**BRIEF**
Express the data below as a two-column CSV with the headers text and answer, one row per text paired with its answer, each field in quotation marks and line breaks replaced by spaces. Include only the part that opens with the line containing "plate in the photo above." and closes with the line containing "x=991, y=370", both lines included.

— begin —

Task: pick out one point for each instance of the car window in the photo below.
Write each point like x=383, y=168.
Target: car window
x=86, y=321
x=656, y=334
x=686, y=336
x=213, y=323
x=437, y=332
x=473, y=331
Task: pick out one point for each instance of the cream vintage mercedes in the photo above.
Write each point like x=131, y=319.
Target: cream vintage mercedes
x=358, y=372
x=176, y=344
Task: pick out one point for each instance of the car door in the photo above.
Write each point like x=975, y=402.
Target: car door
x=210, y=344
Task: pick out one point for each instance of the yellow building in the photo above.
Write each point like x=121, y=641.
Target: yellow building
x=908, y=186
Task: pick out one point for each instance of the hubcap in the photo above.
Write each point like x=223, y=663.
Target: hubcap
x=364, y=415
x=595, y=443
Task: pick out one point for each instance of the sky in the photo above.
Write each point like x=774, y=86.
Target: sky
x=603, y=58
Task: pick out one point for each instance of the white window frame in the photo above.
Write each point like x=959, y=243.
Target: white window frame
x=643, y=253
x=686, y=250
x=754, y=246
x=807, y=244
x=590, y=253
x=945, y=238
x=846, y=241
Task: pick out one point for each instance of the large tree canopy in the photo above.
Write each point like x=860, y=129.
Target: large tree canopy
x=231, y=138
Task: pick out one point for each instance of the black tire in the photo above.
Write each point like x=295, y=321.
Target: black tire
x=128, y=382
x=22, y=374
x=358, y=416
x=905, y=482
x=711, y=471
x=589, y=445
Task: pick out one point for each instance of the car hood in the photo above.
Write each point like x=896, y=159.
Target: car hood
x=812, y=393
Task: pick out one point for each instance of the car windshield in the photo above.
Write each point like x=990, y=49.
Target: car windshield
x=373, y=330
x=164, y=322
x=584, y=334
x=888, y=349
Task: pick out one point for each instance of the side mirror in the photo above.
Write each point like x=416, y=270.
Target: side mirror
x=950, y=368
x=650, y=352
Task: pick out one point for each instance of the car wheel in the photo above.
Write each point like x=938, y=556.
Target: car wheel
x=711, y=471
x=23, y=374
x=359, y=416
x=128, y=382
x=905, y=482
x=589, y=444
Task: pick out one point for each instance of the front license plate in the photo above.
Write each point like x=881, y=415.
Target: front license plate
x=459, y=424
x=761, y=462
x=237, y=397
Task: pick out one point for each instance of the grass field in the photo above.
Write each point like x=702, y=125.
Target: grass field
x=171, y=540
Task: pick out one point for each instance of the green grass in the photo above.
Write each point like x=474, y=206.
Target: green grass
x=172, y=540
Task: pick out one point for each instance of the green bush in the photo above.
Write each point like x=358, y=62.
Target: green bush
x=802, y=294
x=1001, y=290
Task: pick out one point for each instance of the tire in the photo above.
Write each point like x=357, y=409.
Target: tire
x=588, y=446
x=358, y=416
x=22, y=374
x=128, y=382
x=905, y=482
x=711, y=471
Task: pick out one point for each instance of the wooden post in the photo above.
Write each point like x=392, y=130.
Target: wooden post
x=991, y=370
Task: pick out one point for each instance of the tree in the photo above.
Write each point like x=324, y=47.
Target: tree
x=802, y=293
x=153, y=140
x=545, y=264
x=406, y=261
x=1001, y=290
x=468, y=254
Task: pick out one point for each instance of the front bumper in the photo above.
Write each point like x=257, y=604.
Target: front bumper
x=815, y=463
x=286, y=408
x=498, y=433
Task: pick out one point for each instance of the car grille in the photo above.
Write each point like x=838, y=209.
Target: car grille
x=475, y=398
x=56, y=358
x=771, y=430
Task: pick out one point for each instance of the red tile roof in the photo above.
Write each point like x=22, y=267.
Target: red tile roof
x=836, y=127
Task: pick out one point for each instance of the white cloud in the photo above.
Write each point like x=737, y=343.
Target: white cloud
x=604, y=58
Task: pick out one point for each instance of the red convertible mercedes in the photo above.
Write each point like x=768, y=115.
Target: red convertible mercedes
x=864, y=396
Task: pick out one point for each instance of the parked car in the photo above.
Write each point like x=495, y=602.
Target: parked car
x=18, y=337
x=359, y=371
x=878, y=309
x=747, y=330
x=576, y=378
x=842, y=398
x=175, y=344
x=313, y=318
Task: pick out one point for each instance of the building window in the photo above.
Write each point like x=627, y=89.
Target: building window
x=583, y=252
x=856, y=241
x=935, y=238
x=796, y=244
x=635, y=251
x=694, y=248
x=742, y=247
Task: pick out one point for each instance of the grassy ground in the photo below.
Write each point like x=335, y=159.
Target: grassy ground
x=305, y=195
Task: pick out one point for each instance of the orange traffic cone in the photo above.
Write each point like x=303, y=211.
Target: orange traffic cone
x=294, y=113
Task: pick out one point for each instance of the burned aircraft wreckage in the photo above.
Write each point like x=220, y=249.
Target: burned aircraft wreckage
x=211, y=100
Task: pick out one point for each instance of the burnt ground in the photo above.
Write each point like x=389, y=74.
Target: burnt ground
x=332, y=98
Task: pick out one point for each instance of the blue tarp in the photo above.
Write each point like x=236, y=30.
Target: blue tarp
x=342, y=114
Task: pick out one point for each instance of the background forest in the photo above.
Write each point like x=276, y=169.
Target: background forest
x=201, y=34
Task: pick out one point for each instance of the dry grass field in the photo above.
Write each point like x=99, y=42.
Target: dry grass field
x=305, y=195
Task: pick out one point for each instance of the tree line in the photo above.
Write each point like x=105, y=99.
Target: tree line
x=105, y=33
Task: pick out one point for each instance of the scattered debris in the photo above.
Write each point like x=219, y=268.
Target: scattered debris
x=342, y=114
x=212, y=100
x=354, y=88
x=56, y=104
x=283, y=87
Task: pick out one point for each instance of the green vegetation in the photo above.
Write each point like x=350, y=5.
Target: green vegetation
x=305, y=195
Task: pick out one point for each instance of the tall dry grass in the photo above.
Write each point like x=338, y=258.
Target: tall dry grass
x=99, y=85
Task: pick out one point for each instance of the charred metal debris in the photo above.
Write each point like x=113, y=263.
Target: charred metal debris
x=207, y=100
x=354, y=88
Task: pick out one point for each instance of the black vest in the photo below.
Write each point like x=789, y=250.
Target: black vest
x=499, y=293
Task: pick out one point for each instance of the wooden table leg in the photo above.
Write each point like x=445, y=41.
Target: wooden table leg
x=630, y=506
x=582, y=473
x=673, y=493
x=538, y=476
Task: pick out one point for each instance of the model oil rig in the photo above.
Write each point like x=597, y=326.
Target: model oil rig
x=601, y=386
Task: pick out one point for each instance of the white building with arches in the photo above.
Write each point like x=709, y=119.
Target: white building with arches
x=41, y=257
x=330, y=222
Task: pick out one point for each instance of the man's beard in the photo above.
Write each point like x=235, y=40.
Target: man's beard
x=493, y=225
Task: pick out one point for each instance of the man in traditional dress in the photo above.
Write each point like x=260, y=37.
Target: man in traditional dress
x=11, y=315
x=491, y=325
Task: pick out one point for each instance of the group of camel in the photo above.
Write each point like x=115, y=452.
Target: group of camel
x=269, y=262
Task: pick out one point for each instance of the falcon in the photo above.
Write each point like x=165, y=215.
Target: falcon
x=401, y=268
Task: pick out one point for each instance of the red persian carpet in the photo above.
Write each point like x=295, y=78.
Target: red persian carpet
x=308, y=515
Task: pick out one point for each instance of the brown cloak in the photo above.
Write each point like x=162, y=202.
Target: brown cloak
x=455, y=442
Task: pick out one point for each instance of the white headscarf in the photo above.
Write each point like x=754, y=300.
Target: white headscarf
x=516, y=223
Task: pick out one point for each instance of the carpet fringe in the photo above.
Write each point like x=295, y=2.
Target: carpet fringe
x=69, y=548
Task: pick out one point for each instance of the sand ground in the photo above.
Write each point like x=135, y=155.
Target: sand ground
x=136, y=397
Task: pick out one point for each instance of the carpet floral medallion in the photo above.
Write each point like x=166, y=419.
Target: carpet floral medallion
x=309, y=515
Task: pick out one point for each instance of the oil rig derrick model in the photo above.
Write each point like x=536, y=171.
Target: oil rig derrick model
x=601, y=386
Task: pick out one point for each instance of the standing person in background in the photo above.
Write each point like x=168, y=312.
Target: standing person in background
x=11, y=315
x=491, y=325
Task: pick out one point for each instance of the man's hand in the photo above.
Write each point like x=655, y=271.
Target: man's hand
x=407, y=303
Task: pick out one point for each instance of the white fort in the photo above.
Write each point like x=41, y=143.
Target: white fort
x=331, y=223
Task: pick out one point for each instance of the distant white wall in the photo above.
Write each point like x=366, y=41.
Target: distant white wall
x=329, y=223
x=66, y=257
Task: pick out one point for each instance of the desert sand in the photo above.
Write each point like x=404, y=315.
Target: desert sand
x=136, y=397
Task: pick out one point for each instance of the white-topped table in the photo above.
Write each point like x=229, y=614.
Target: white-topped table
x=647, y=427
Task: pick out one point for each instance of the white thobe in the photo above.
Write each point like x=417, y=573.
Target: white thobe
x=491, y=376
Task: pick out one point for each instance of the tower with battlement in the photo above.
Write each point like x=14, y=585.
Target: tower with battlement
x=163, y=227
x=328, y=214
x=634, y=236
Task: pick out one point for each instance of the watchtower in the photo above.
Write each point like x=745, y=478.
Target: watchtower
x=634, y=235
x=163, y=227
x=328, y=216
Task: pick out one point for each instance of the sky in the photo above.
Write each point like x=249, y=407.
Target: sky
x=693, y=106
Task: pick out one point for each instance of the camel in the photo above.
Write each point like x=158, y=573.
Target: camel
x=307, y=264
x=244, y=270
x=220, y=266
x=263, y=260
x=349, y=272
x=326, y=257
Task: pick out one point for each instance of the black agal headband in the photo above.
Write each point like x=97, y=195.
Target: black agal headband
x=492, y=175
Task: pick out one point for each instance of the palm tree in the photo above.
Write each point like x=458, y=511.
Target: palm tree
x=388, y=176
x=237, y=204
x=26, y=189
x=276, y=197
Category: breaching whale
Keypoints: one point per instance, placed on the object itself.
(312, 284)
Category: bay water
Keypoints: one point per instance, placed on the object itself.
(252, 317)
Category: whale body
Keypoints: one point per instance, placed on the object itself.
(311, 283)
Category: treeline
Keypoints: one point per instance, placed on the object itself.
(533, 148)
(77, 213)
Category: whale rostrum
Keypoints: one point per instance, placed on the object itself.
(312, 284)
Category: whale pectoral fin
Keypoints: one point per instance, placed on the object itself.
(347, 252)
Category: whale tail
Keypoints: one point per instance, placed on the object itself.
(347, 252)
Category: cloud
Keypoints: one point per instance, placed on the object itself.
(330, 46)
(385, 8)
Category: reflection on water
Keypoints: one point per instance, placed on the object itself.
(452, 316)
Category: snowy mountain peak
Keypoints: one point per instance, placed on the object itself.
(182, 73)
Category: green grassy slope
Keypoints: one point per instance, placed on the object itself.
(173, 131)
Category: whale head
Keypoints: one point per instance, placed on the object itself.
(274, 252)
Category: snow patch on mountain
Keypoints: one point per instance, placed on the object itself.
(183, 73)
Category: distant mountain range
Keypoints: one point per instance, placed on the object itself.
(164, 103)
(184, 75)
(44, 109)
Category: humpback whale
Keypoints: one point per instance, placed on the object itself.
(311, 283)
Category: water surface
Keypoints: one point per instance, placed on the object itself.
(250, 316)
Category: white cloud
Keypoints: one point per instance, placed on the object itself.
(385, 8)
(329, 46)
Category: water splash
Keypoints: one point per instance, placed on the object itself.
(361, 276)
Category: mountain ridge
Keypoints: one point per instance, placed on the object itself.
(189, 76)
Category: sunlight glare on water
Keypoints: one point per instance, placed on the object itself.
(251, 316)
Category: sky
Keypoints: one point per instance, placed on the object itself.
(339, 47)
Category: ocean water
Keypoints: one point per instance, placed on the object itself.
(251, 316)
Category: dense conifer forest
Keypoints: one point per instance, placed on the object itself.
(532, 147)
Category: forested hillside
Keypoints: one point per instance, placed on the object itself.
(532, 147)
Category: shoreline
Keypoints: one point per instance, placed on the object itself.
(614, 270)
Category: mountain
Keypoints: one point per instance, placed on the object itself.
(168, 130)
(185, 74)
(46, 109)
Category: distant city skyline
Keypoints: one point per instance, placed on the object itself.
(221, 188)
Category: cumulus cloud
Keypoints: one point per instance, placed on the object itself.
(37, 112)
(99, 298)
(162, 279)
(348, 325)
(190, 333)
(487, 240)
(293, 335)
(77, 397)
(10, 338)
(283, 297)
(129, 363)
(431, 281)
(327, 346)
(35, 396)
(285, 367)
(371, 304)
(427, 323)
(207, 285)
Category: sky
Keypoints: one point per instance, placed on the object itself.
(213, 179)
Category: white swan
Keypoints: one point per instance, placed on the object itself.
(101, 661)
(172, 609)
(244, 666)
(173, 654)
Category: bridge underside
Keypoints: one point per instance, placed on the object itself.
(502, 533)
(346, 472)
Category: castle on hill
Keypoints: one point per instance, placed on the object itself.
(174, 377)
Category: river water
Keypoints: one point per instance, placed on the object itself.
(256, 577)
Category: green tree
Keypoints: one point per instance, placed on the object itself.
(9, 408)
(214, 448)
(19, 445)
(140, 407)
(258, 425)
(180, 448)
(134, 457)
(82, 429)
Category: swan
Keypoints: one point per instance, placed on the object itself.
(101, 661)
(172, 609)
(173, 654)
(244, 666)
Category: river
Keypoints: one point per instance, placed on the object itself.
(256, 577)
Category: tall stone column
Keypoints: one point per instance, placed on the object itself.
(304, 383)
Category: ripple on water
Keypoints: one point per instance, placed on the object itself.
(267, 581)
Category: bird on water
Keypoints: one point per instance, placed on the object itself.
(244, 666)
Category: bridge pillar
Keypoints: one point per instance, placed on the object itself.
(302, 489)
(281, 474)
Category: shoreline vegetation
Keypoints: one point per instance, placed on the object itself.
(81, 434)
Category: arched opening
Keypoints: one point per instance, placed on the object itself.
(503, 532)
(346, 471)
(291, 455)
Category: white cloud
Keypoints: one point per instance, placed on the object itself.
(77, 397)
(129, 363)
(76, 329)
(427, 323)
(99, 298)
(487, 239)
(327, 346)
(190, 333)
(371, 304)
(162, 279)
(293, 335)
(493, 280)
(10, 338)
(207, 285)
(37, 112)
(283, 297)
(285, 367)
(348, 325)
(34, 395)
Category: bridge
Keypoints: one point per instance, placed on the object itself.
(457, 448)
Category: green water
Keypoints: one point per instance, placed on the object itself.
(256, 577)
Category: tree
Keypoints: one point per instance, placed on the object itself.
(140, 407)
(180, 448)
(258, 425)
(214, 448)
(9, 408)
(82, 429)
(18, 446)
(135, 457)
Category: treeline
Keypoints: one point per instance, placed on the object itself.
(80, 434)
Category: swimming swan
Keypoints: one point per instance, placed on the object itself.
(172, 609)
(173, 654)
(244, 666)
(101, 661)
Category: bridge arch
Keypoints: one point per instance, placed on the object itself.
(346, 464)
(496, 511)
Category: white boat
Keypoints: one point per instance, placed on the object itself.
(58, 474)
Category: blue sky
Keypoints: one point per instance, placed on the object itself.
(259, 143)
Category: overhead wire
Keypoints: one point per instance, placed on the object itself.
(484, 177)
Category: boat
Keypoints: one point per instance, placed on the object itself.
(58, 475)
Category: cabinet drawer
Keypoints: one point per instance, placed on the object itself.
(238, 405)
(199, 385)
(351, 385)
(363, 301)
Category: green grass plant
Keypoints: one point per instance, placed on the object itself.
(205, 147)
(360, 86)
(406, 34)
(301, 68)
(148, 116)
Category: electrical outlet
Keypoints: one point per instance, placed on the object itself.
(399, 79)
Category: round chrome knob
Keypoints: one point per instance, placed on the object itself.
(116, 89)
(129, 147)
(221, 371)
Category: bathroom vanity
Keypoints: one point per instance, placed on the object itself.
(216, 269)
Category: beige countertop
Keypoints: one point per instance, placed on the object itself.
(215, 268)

— end —

**TASK OUTPUT**
text,answer
"Task: pick out one point for each instance of the front license plate in the photo above. Write each point like x=881, y=415. Target: front license plate","x=459, y=424 x=761, y=462 x=237, y=397"
"Task: pick out one point for each instance of the grass field in the photo above. Write each point like x=702, y=125. Target: grass field","x=171, y=540"
"Task: pick out one point for each instance of the green grass in the photo above. Write each point like x=474, y=206. Target: green grass","x=172, y=540"
"Task: pick out one point for each instance of the green bush in the photo above. Write each point like x=358, y=62. Target: green bush","x=802, y=294 x=1001, y=290"
"Task: pick out one point for each instance of the tire in the photo above. Write each point like x=357, y=409. Target: tire","x=588, y=446 x=358, y=416 x=22, y=374 x=128, y=382 x=905, y=482 x=711, y=471"
"Task: pick out one point for each instance of the wooden post in the photo above. Write each point like x=392, y=130. Target: wooden post","x=991, y=370"